PROBLEM DESCRIPTION ▸
Would you reproduce exactly the lines below from the one holding "Target object class for this labeling batch: young" through the one holding "Target object class for this labeling batch: dandelion seed", inclusive, and no others?

Spatial localization data ▸
=-=-=-=-=
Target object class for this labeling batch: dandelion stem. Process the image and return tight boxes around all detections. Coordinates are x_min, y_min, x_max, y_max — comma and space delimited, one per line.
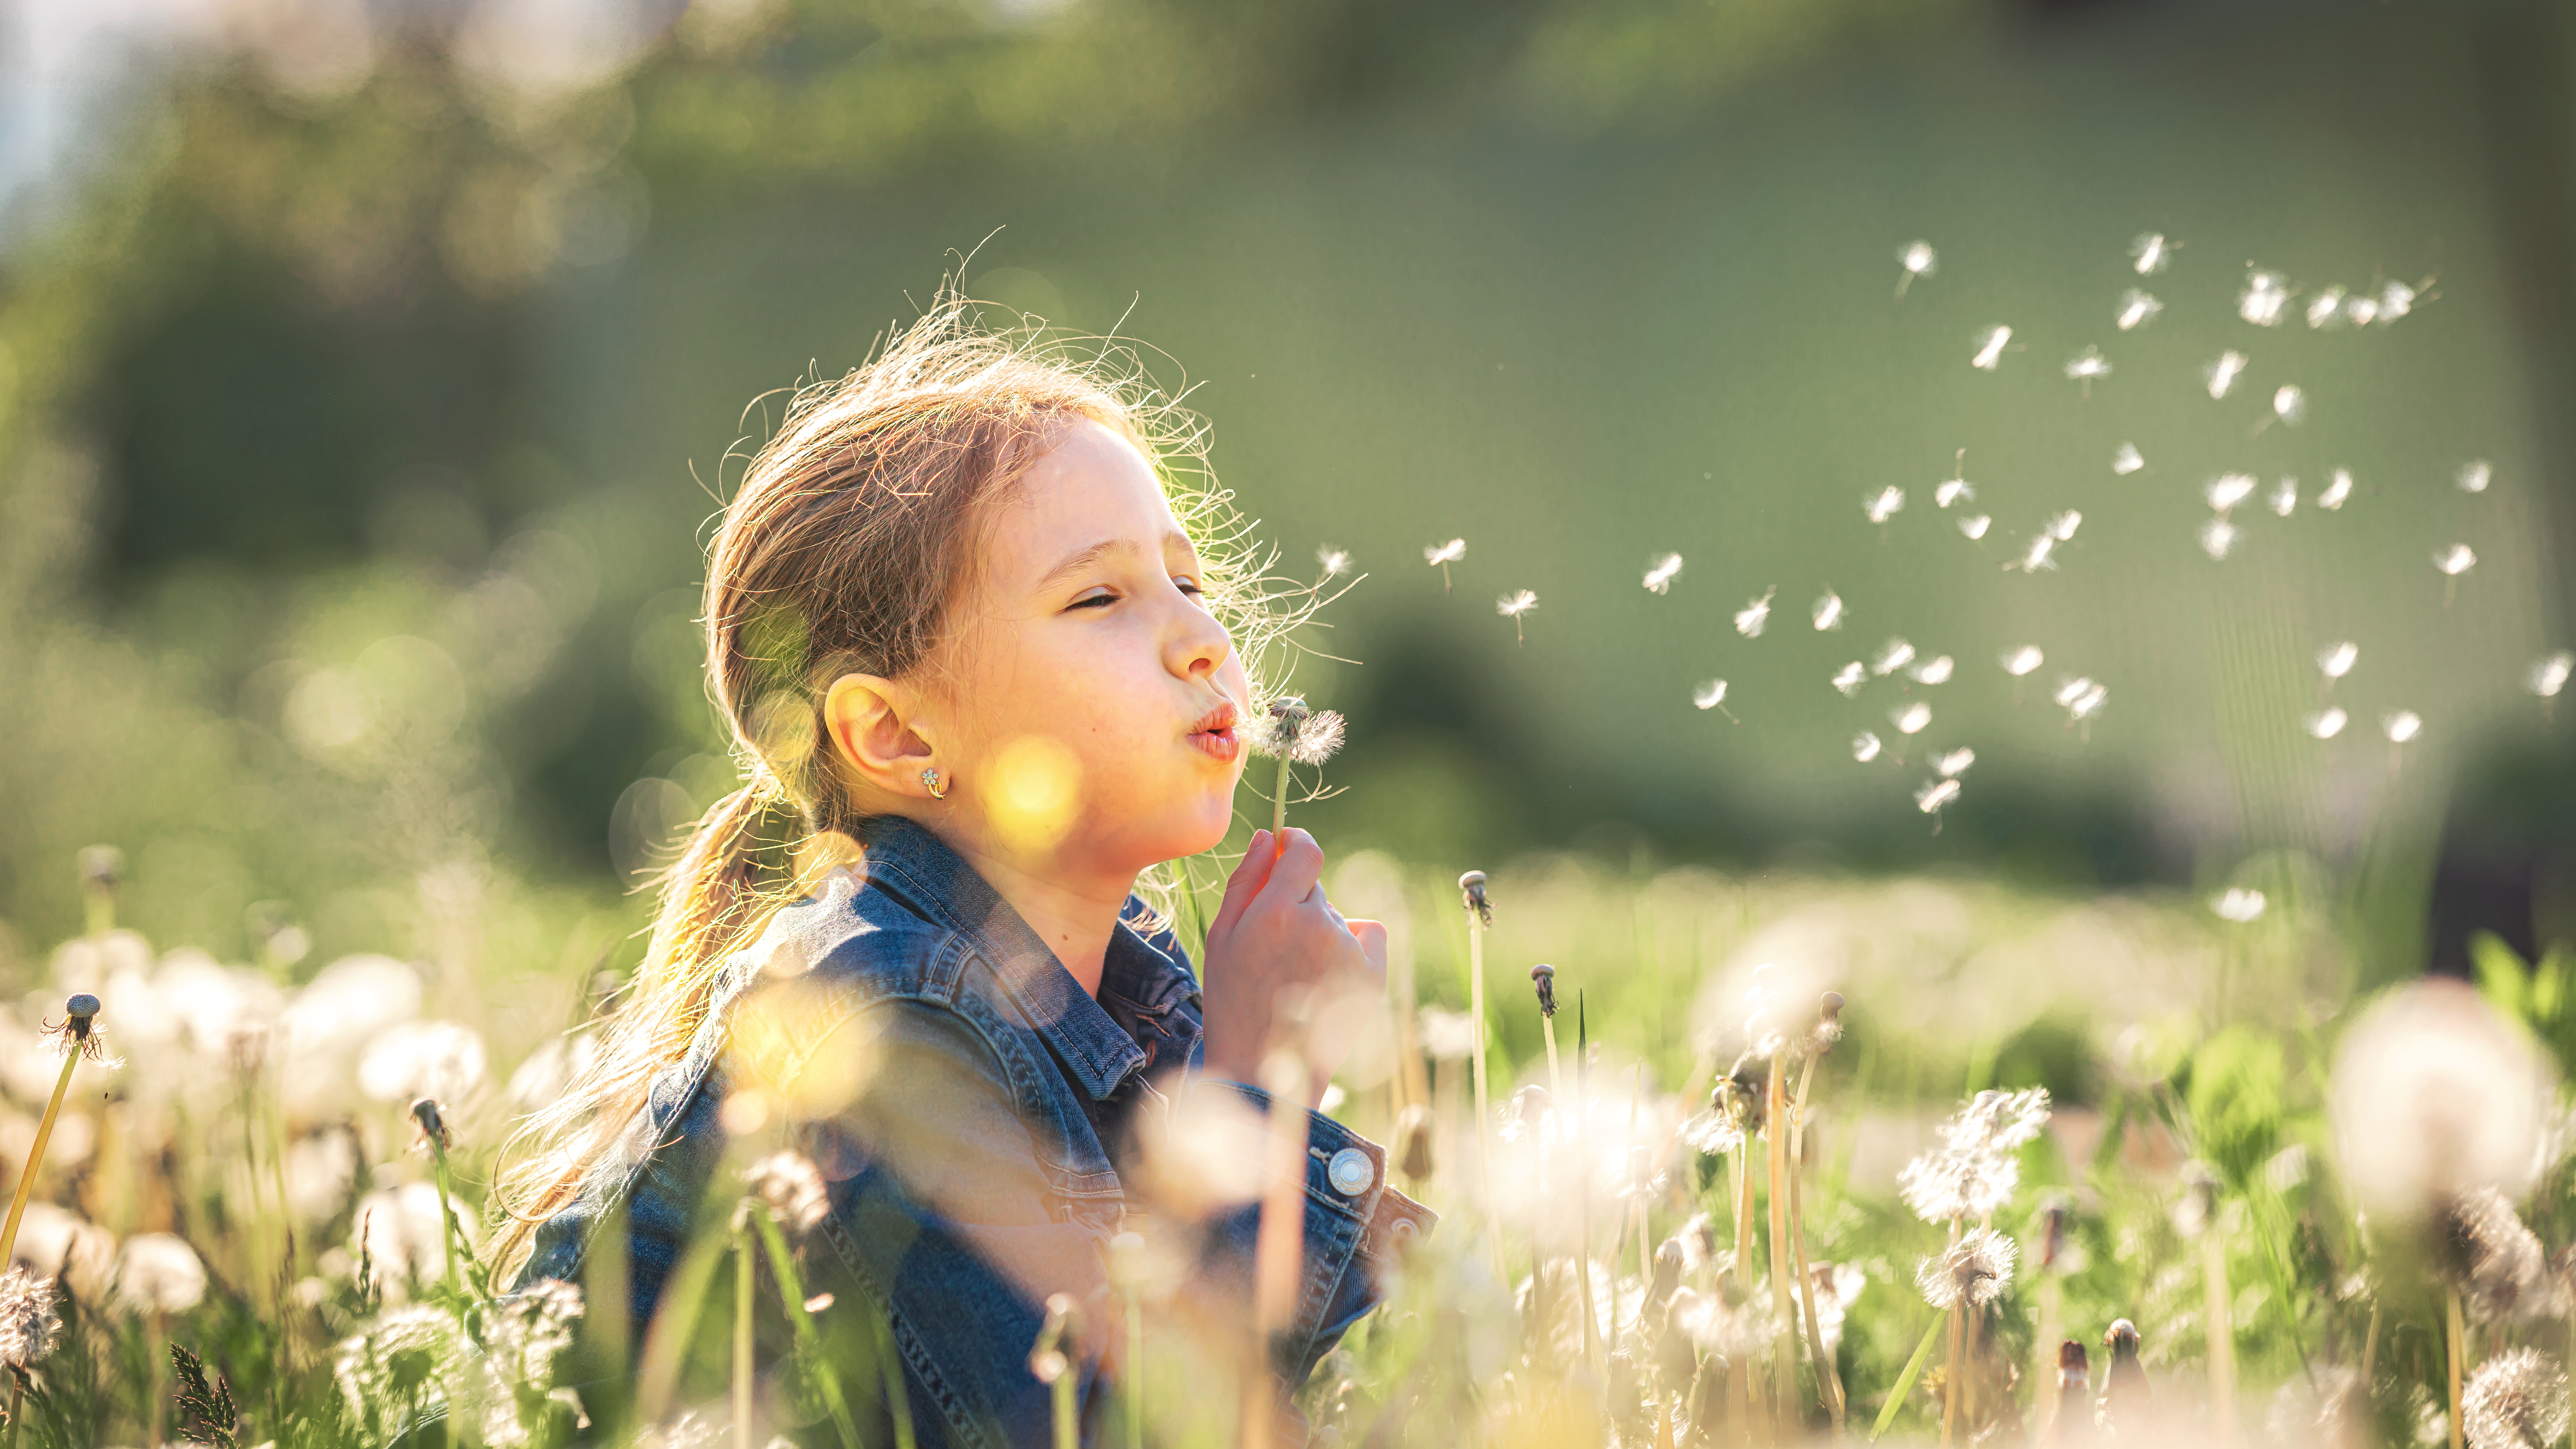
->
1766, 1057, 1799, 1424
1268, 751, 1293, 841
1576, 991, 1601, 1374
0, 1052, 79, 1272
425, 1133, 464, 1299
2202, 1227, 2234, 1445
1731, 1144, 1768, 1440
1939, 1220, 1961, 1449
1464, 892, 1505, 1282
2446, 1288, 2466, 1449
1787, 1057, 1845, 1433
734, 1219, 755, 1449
=-=-=-=-=
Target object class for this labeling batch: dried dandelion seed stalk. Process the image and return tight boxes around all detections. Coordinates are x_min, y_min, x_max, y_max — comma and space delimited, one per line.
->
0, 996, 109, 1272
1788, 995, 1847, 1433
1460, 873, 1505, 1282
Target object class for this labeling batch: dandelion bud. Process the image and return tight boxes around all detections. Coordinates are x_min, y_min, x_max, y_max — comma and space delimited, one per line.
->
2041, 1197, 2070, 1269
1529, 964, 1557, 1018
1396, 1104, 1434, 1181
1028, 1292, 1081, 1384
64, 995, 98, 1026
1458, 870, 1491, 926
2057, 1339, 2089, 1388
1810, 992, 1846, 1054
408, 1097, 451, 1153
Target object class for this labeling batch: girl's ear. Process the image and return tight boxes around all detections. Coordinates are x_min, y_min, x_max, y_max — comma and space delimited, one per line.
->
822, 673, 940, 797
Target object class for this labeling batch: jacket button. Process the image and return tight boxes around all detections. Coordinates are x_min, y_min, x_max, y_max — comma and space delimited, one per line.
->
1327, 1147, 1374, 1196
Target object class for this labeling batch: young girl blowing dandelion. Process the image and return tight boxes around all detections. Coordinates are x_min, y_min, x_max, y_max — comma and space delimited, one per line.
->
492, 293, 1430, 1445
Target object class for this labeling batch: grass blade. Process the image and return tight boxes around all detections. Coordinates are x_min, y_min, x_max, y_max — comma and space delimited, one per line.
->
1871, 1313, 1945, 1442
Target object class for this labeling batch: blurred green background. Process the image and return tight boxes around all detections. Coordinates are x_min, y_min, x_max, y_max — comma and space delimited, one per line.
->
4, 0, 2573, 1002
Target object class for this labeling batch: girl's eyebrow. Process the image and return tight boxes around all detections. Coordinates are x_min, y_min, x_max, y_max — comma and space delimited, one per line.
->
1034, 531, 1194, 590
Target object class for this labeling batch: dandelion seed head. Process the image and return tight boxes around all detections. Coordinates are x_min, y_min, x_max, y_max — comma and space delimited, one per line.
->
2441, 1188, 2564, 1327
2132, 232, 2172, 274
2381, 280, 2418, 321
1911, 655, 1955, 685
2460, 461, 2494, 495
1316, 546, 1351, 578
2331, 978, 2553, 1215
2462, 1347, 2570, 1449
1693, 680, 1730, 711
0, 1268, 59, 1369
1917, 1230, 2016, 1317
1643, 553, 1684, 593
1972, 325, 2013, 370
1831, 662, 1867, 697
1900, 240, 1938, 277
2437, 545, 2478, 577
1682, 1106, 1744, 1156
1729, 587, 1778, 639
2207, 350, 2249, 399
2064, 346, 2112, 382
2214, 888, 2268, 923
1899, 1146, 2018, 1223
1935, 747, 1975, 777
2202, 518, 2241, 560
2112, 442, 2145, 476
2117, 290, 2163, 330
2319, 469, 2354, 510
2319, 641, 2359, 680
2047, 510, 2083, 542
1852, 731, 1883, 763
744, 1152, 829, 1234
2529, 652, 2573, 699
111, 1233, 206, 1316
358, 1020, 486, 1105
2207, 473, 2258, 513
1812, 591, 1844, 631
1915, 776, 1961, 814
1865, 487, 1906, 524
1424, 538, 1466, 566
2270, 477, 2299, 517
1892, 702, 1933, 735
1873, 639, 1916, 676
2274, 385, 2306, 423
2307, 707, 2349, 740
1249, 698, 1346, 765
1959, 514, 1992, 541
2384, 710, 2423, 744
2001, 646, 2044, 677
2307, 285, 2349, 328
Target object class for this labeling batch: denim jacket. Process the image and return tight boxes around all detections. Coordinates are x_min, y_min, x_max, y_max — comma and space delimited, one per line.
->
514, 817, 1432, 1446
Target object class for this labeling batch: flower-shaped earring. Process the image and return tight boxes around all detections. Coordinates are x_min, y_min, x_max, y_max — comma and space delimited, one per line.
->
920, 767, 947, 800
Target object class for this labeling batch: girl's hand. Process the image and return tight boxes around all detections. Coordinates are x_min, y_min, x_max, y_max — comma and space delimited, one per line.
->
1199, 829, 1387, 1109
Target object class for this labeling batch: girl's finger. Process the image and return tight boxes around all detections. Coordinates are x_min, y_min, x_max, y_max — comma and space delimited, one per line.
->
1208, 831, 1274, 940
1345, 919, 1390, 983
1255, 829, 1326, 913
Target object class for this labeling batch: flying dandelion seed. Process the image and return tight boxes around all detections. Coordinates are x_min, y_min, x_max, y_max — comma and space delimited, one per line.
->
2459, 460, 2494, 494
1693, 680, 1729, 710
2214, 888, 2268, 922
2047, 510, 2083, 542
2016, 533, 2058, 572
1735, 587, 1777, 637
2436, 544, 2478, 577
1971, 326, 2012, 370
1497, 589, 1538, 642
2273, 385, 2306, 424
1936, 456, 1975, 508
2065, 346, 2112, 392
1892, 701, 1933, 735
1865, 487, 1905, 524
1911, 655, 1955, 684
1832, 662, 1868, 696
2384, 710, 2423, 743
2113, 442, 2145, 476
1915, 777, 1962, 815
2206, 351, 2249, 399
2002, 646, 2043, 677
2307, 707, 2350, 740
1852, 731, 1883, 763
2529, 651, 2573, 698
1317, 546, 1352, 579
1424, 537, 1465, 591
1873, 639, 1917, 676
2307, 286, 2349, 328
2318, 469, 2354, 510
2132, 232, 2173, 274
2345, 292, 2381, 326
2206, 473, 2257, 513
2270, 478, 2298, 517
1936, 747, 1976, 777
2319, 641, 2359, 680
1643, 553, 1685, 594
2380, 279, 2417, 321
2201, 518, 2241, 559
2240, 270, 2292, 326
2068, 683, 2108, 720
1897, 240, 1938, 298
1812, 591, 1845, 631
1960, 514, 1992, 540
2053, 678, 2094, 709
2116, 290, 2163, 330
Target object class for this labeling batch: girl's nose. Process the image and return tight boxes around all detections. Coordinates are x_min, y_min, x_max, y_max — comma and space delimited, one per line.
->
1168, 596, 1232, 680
=-=-=-=-=
TASK SOLUTION ▸
Target object class for this labeling batch: young girl blowing dandelion. Process the image and return tight boxes around all detections. Coordinates are x_min, y_min, x_max, y_max — comma and space delimited, one per line.
->
492, 293, 1430, 1445
Target object class for this labeling batch: grass blade. Process the image and return tight boxes around all detections. Coordinates are x_min, y_min, x_max, y_max — comma and space delimited, one per line.
->
1871, 1313, 1945, 1442
Target object class for this labeling batch: blurred green background. Process the image and return tight boxes around all detections. Coordinates are x_min, y_min, x_max, y_max — comma and space delimited, one per line.
->
4, 0, 2573, 1002
Target object class for this labeling batch: girl's eyebrow. Process the image and return tight boxes around all detections. Coordinates are x_min, y_min, x_max, y_max — comma and space delimited, one per line.
->
1034, 531, 1194, 590
Target object class for this labeling batch: dandelion seed head. Process the image and return tight boxes around all detections. Coordinates are x_min, y_min, x_max, y_max — comma and space delimited, one per line.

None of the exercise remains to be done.